__BRIEF__.
Write out all of the entries exactly, please.

Collected data entries:
::::::::::

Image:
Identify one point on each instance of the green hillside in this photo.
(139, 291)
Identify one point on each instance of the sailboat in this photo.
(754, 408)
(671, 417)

::::::::::

__RESPONSE BOX__.
Image:
Identify one point on each instance of the green hillside in this photo.
(139, 291)
Identify one point on each instance of the sailboat in this photo.
(754, 408)
(671, 417)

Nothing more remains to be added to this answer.